=== MATERIAL FOR THE TASK ===
------------------------------------------------------------
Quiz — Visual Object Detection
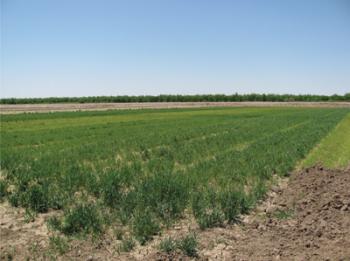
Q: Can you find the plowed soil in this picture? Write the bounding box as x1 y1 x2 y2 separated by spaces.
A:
1 166 349 260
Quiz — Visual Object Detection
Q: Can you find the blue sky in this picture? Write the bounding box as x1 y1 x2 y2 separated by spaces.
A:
1 0 349 98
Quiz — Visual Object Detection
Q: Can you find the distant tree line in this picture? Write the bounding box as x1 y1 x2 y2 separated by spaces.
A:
1 93 349 104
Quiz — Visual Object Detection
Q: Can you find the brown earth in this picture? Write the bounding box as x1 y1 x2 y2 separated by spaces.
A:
1 166 349 260
1 101 350 114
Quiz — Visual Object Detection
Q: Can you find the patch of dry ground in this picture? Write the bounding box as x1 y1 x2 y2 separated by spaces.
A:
1 101 349 114
0 202 58 260
1 166 349 260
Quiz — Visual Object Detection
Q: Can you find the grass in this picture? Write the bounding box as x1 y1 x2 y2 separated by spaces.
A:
159 237 177 253
159 234 198 257
49 236 69 255
119 236 135 252
272 209 294 220
60 203 103 235
0 180 7 200
178 234 198 257
301 113 350 169
1 107 349 244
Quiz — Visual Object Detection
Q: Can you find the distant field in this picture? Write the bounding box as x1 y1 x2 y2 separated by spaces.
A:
0 107 349 246
1 101 349 114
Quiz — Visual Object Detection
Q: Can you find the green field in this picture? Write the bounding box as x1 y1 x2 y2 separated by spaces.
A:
0 107 349 244
301 113 350 169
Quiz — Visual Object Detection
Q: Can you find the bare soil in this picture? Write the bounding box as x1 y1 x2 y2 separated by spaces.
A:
0 203 57 260
1 101 349 114
1 166 349 260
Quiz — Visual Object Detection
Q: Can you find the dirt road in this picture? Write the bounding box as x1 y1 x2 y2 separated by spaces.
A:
1 101 349 114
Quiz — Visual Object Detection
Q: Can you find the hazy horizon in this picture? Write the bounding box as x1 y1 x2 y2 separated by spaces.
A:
1 0 350 98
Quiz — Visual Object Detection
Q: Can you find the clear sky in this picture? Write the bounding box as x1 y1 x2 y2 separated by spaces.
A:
1 0 349 98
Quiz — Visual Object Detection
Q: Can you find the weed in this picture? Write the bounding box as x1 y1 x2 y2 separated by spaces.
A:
159 237 177 253
60 204 103 235
220 188 250 223
49 235 69 255
26 184 49 213
273 209 293 219
101 171 123 207
251 179 267 202
24 208 37 223
115 229 124 240
192 189 225 229
159 234 198 257
47 216 62 231
6 253 13 261
119 236 135 252
136 172 188 222
8 193 20 207
0 180 7 200
178 233 198 257
28 241 41 258
132 207 160 245
47 185 66 210
197 208 225 229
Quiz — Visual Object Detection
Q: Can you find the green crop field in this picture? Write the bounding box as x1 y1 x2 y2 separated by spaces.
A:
0 107 349 244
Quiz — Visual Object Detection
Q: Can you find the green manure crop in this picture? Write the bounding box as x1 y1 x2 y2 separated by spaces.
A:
1 107 349 244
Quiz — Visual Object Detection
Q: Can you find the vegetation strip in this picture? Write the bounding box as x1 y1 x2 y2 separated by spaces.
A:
301 113 350 169
1 93 349 104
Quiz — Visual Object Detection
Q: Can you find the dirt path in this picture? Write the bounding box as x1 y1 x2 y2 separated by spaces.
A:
1 166 349 260
1 101 349 114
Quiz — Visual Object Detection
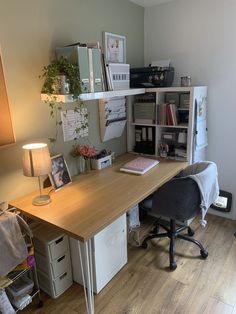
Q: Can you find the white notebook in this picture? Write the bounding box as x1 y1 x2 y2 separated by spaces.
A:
120 157 159 175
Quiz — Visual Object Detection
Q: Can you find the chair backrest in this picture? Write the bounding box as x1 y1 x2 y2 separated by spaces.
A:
152 176 201 221
147 161 219 222
178 161 219 212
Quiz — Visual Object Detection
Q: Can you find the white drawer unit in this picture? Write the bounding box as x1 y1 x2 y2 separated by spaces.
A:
33 227 69 261
37 269 73 299
35 251 71 279
70 214 127 294
33 224 73 298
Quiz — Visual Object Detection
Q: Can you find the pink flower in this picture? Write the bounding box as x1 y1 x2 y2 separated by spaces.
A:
71 144 97 158
78 145 97 158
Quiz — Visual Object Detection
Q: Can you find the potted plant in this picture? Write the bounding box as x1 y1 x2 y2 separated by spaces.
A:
40 56 88 145
41 56 81 98
71 144 97 173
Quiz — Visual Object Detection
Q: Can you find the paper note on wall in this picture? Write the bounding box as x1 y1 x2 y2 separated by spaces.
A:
61 108 88 142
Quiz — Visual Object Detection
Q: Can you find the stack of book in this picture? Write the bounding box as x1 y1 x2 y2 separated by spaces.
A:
56 42 130 93
157 103 178 126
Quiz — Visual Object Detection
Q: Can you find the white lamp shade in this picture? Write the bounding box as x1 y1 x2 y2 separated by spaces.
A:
22 143 52 177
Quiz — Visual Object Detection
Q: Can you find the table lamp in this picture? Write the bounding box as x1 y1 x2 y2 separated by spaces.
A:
22 143 52 206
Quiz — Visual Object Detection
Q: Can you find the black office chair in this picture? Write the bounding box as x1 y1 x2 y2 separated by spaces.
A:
140 170 210 271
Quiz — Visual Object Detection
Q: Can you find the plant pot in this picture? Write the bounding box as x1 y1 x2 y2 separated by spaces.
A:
52 75 70 94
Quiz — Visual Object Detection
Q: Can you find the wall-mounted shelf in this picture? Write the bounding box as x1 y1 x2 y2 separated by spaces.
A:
41 88 145 103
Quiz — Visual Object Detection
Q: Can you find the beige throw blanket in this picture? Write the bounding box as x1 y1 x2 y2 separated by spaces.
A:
0 212 28 276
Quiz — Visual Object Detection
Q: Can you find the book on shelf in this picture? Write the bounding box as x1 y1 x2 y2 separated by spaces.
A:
88 48 103 92
135 93 156 103
101 52 108 91
120 157 159 175
104 63 130 91
157 103 178 126
63 41 100 49
169 104 178 126
108 63 130 91
105 64 114 91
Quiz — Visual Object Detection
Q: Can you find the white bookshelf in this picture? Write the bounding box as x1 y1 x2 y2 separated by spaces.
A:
127 86 208 163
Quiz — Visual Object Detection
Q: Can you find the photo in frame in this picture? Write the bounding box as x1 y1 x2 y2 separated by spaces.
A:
103 32 126 63
49 154 72 191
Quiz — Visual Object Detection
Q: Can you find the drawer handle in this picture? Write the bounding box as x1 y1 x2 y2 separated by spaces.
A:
57 255 65 262
55 237 63 244
59 272 67 280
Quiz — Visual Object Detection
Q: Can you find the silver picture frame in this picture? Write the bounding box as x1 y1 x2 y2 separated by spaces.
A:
49 154 72 191
103 32 126 63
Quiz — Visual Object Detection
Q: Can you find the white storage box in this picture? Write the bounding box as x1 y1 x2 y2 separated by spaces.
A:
91 155 112 170
6 276 34 301
108 63 130 90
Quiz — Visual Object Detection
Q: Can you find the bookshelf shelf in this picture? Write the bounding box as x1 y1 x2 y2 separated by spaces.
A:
157 124 188 129
131 122 156 127
41 88 145 103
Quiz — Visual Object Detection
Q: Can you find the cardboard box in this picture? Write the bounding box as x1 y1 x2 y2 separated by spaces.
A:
180 93 190 108
165 92 179 106
133 102 156 123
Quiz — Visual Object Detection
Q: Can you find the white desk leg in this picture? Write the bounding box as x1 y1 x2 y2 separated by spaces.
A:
78 239 95 314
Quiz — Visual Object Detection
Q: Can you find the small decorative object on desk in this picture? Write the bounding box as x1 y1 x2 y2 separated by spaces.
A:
49 154 72 190
71 144 97 173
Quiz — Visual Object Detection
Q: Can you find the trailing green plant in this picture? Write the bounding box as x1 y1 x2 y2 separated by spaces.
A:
40 56 82 98
40 56 88 145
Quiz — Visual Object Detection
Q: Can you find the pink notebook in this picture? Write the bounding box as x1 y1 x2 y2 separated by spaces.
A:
120 157 159 175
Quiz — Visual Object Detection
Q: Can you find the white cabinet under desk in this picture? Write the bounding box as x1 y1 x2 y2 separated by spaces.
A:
69 214 127 294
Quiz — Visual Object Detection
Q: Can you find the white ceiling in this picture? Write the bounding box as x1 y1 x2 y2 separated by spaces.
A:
129 0 175 7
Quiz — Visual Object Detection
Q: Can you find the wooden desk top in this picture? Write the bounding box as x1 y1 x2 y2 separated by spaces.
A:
10 154 188 242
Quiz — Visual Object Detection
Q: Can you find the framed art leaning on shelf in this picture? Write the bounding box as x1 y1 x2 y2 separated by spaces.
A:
103 32 126 63
49 154 72 191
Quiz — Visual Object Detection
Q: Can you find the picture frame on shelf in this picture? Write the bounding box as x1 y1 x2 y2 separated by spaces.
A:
49 154 72 191
103 32 126 63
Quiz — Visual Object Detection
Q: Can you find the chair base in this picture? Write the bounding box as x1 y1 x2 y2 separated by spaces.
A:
141 218 208 270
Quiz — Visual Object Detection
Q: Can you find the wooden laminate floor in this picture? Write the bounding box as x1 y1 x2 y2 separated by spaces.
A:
22 214 236 314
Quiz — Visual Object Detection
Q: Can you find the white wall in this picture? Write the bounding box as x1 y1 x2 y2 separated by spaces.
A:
144 0 236 219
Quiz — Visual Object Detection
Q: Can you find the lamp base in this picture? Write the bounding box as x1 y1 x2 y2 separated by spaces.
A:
33 195 51 206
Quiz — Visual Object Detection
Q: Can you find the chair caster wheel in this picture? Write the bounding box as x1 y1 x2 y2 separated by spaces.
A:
141 241 148 249
170 262 177 271
187 227 195 236
200 249 208 259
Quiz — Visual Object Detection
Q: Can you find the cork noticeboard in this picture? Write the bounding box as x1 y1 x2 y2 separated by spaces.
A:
0 54 15 146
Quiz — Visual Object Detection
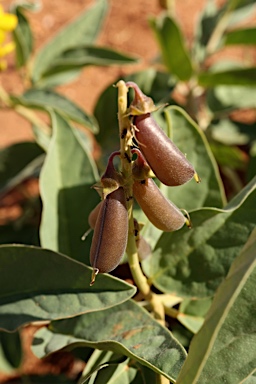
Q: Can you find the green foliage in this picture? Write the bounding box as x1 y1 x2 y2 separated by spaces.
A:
176 228 256 384
31 0 108 86
144 176 256 297
0 245 135 332
149 15 194 81
0 331 22 373
39 111 99 262
0 0 256 382
12 4 33 67
32 300 187 382
11 89 98 133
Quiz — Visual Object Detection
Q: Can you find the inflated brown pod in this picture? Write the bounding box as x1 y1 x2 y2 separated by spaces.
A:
134 113 195 186
126 81 197 187
133 178 186 231
132 149 187 232
133 218 152 261
90 187 128 281
88 201 103 229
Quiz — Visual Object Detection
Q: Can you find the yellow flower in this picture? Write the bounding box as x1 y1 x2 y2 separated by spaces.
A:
0 5 18 70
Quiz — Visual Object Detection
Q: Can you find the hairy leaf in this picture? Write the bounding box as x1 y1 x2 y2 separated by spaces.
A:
224 27 256 45
176 228 256 384
0 245 135 332
11 89 98 133
150 15 193 81
0 141 44 194
33 300 187 383
31 0 107 84
207 85 256 112
39 111 99 263
12 5 33 67
0 330 22 373
198 67 256 86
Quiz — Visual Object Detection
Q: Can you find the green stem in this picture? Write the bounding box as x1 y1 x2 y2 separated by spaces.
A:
116 80 165 325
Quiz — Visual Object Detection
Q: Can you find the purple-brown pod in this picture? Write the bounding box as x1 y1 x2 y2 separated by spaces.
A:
134 113 196 186
90 187 128 277
133 178 186 232
88 201 103 229
136 236 152 261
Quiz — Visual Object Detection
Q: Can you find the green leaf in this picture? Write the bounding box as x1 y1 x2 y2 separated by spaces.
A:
227 3 256 26
31 0 107 85
84 358 150 384
163 106 226 210
32 46 138 89
33 69 83 89
177 298 212 334
193 1 224 62
0 330 22 373
147 176 256 298
171 323 194 349
32 124 51 152
79 350 125 383
247 141 256 182
149 15 193 81
0 222 40 246
224 27 256 45
0 245 135 332
47 45 138 67
79 350 141 384
176 227 256 384
210 142 247 170
198 67 256 87
243 372 256 384
39 111 99 263
227 0 256 11
207 85 256 113
0 142 44 193
11 89 98 133
209 119 256 145
12 6 33 67
32 300 187 383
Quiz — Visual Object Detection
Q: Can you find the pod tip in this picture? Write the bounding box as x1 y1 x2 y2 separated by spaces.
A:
194 172 201 184
181 209 192 229
90 268 99 286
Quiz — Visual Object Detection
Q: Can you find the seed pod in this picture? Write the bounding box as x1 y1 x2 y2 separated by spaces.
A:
88 201 103 229
126 82 197 186
137 236 152 261
133 178 186 232
81 201 103 241
134 113 196 186
90 187 128 280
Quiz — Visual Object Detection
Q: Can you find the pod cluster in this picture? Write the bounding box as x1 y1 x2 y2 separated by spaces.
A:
88 82 198 284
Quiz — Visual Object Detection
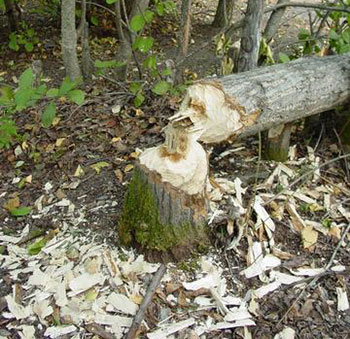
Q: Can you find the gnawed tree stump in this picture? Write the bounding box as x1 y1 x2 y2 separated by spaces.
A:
170 54 350 143
119 124 210 262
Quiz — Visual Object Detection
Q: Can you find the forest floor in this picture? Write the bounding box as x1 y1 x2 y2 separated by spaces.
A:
1 1 350 338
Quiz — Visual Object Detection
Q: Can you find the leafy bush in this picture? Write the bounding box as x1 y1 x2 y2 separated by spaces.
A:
0 68 85 148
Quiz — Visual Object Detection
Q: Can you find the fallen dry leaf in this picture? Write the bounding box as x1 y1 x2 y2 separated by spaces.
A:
301 226 318 250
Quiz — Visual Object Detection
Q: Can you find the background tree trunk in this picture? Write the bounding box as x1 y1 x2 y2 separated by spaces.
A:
61 0 81 81
129 0 150 18
212 0 234 28
236 0 264 72
4 0 18 32
114 0 132 81
178 0 192 57
170 54 350 143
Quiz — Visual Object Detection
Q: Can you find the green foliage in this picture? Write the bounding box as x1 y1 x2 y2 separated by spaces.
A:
296 2 350 56
129 82 145 107
152 80 171 95
259 38 275 65
279 52 290 63
27 238 47 255
10 206 31 216
42 102 57 128
126 0 177 106
0 69 85 148
8 23 39 53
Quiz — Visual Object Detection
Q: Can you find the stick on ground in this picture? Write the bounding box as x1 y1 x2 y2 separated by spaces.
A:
126 264 167 339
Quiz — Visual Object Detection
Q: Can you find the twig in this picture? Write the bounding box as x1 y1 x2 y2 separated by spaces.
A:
266 2 350 14
324 223 350 271
333 128 350 179
126 264 167 339
263 153 350 206
84 323 115 339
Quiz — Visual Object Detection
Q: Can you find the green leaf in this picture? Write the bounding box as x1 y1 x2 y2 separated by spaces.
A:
279 52 290 63
25 42 34 52
106 0 118 3
46 88 59 97
129 82 141 94
91 16 99 26
134 92 145 107
162 67 172 76
8 33 19 51
329 29 340 40
298 28 310 41
152 81 171 95
156 2 165 15
342 29 350 43
19 68 34 89
42 102 56 127
0 0 5 11
10 206 31 216
15 88 35 111
144 10 154 23
0 86 14 106
130 15 145 32
27 238 47 255
27 28 35 38
59 77 77 96
68 89 85 105
132 36 154 53
143 55 157 70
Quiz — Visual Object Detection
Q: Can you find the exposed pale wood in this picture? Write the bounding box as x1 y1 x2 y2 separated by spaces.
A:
170 54 350 143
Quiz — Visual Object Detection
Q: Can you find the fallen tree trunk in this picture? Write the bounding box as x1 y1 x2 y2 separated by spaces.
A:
170 54 350 143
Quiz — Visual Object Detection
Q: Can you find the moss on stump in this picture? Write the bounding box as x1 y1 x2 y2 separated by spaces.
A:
119 164 209 263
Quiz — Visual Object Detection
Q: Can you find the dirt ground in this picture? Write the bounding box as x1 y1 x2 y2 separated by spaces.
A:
1 1 350 338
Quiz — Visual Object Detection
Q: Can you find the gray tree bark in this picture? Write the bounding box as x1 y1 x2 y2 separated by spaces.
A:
212 0 235 28
129 0 150 18
236 0 264 72
171 54 350 143
178 0 192 57
263 0 289 43
114 0 132 81
61 0 81 81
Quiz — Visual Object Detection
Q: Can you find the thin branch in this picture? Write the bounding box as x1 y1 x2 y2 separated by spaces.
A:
126 264 167 339
266 2 350 14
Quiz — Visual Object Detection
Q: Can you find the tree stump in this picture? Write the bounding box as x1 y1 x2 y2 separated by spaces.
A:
119 124 210 262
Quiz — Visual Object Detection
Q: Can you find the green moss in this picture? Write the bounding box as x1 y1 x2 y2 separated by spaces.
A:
119 168 208 253
264 147 288 162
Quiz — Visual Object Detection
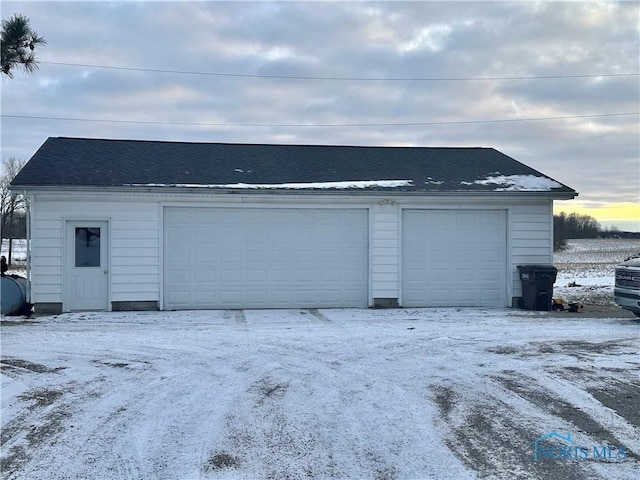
------------------------------------------------------------
=== TASK GOAL ===
For every line in the entries above that contains "lamp", add one to a count, and give that number by itself.

=== RESULT ===
3